DIRECTIONS:
Copy out the records word for word, from the line with "Bet you can't find backwards" up to and including the line with "[228,383,417,495]".

>> Start PROVIDED DATA

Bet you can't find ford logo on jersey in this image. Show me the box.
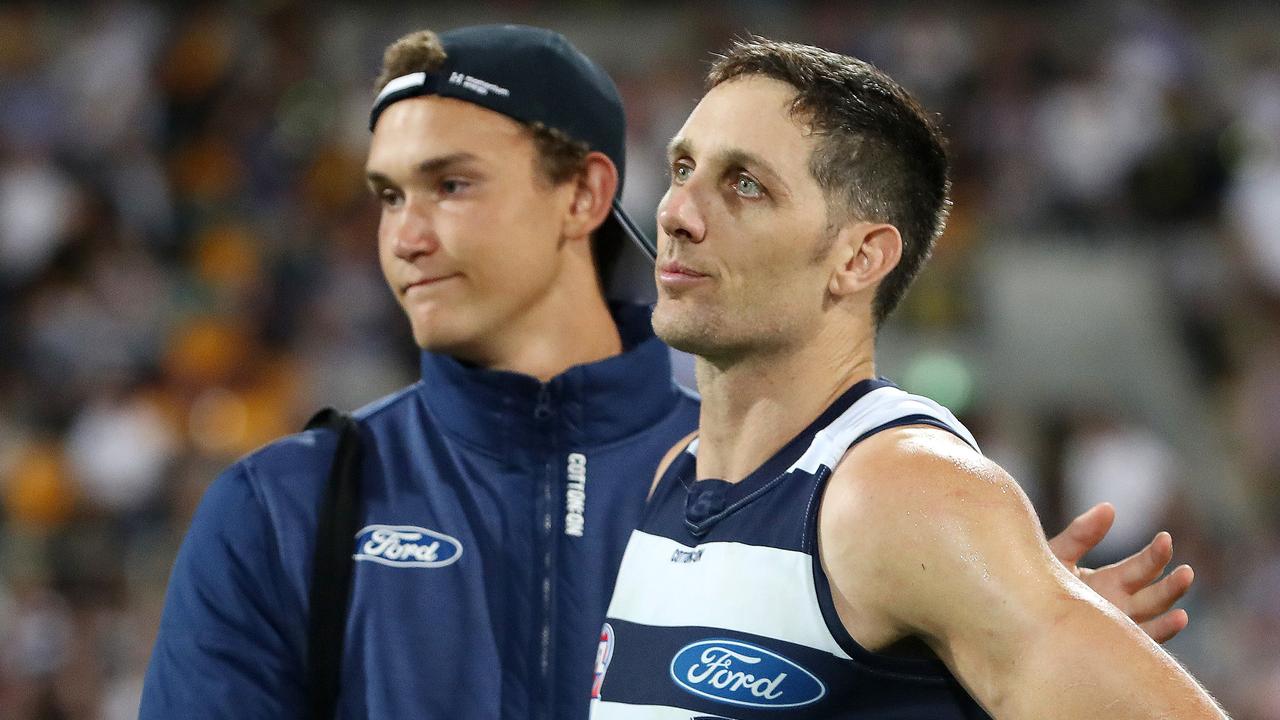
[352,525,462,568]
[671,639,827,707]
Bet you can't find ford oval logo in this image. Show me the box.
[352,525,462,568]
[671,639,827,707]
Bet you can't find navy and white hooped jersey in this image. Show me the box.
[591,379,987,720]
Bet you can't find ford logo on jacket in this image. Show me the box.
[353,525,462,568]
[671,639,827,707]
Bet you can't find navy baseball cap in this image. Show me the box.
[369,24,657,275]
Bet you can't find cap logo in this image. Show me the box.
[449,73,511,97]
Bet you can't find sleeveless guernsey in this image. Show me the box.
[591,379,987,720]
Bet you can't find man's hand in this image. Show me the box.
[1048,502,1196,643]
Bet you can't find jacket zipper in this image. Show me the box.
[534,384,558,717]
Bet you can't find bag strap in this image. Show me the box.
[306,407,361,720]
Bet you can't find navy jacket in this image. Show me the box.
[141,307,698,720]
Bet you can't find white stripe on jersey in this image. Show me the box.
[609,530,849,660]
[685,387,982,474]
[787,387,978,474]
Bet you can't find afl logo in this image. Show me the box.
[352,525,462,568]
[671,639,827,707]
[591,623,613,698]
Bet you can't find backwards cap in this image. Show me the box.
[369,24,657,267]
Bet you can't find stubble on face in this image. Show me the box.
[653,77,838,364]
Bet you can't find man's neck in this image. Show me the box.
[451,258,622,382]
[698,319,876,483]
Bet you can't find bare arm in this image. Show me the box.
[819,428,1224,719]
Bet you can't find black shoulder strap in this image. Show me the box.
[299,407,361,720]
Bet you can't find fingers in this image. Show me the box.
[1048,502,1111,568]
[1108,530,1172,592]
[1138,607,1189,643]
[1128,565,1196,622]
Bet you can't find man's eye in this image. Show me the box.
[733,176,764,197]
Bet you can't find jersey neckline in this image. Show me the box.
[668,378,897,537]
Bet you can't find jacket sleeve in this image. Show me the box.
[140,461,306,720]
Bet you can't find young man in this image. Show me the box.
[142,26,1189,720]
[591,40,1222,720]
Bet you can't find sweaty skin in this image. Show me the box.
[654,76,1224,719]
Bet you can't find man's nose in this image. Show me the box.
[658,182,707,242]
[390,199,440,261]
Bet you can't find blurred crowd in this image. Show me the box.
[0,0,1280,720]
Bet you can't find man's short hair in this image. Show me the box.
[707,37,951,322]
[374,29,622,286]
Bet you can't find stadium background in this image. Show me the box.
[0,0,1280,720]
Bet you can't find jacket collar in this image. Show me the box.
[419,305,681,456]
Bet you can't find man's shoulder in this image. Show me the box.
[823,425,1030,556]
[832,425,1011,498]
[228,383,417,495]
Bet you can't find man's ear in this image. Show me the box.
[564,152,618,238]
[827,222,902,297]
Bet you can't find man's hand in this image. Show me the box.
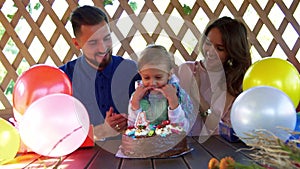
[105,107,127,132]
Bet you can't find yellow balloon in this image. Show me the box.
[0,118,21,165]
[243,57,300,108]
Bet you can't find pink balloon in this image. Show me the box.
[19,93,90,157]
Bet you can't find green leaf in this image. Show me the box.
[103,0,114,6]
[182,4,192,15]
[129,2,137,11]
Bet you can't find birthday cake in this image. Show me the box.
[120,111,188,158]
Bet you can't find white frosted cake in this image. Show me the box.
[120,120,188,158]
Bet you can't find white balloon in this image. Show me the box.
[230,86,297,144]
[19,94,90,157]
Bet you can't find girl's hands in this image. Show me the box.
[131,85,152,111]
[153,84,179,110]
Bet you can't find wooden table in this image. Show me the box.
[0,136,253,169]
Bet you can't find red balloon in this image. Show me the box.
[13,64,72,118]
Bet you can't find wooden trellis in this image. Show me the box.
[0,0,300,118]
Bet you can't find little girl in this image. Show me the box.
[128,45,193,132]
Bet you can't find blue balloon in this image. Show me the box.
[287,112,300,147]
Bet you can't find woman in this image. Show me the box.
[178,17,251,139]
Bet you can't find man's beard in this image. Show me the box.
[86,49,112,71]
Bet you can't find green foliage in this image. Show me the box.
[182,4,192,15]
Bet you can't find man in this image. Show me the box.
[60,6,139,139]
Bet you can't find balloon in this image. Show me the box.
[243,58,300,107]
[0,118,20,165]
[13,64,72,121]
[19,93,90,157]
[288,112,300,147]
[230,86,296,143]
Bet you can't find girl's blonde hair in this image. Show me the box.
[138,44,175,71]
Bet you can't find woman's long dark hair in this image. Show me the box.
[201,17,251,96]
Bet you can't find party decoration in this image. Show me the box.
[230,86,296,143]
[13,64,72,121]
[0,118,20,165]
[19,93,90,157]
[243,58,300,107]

>> End PROVIDED DATA
>> Start PROVIDED DATA

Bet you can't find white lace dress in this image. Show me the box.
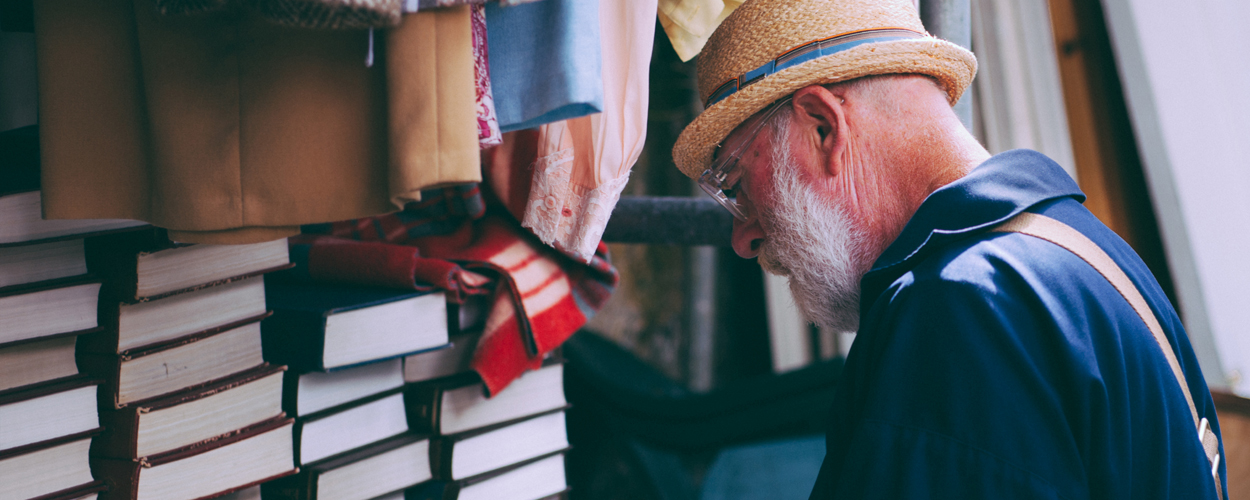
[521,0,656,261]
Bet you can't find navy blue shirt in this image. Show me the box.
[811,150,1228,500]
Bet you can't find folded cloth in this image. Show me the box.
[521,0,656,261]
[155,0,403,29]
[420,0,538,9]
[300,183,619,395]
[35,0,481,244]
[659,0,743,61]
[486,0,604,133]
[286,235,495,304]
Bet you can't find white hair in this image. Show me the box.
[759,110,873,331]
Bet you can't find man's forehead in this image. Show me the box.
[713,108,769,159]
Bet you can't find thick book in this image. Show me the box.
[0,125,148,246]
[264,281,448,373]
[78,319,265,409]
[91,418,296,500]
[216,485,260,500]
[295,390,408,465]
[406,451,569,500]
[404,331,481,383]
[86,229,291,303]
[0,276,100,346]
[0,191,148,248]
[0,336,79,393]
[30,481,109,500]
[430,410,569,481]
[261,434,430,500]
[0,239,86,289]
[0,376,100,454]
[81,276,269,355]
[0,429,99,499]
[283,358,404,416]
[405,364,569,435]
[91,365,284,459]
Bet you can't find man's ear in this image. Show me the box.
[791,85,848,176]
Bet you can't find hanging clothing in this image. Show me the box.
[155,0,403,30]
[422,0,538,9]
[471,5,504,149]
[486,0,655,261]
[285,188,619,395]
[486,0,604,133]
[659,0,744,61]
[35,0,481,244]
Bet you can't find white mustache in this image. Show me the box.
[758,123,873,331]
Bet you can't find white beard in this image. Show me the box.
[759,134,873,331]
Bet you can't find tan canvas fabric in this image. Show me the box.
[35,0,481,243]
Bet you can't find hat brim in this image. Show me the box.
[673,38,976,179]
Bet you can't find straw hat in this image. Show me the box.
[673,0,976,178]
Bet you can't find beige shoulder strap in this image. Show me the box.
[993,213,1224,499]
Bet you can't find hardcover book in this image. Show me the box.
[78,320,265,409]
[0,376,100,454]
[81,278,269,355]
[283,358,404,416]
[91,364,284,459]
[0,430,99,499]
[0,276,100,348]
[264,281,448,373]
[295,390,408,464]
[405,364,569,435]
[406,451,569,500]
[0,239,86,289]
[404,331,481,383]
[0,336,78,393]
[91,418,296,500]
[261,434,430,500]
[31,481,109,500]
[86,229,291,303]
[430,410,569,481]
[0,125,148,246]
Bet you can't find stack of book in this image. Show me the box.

>> End PROVIDED DATA
>> Start PROVIDED DATA

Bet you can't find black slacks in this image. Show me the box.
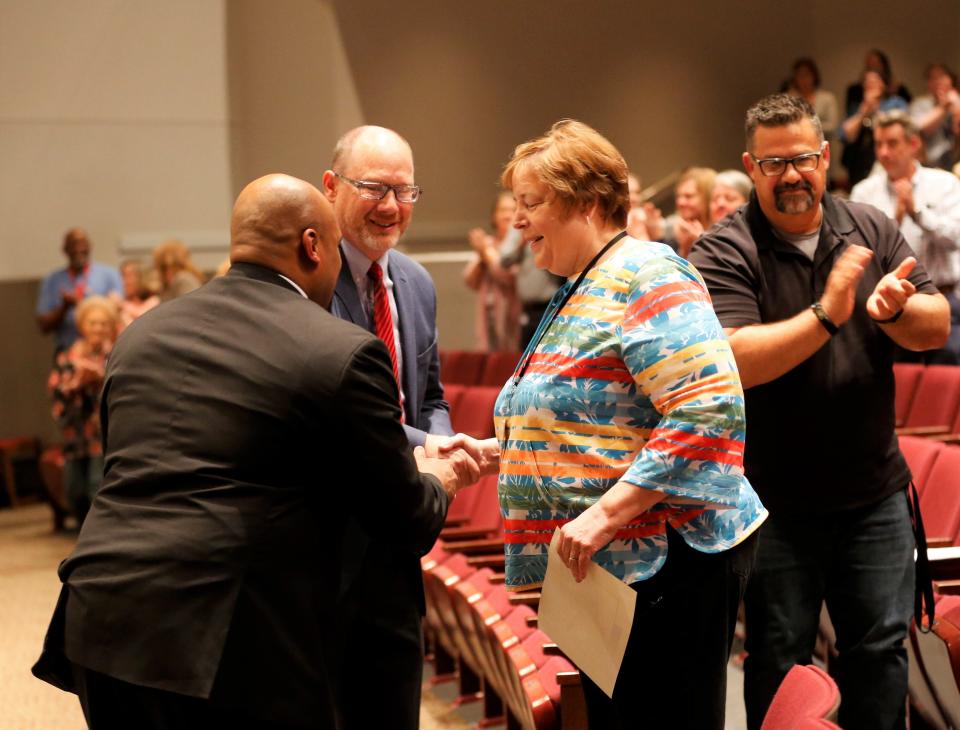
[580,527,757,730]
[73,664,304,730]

>> End PROVIDED DATA

ANSWER FOR THIS EXERCISE:
Bet you can't find backwards cap in this image. Show me the box.
[369,24,657,267]
Bet you can't find stubble on face in this image. Show me the box.
[653,77,838,364]
Bet you can't find man's neck in this image. Show me the box.
[451,258,622,382]
[698,319,876,483]
Bet you can't find bare arm in this image. Show me the box.
[819,428,1224,719]
Bet you can't find black shoulder strap in this image. Show me the box.
[299,407,361,720]
Bet you can't find fingers in this image. Show me the box.
[1048,502,1111,568]
[1108,530,1172,592]
[1138,607,1189,643]
[1128,565,1196,622]
Bet you can't find man's eye in this image. Show me the box.
[733,176,764,197]
Bet you can't find jersey neckline in this image. Show me the box.
[668,378,897,537]
Bet you can't find jacket sleeve in this image. Show me the box.
[140,461,306,720]
Bet you can't find young man in this image. Show me the box.
[142,26,1189,720]
[591,40,1222,720]
Bet you can't find sweaty skin in this image. Show me the box.
[654,76,1224,719]
Bet you can't find man's nose in this image. Show me the box.
[658,182,707,242]
[390,199,440,261]
Bet you can't find blurred crowd in this image. Show me the box.
[0,0,1280,720]
Bet you can't find man's short hair in this image. Show me the box.
[707,37,951,322]
[374,29,622,286]
Bet you can't find stadium background in this image. Show me the box.
[0,0,1280,720]
Bet you can't find jacket collar in this image. Show me the box.
[419,305,681,456]
Bet you can't find man's shoulder in this image. Show me the box.
[823,425,1030,556]
[832,425,1011,498]
[228,383,417,495]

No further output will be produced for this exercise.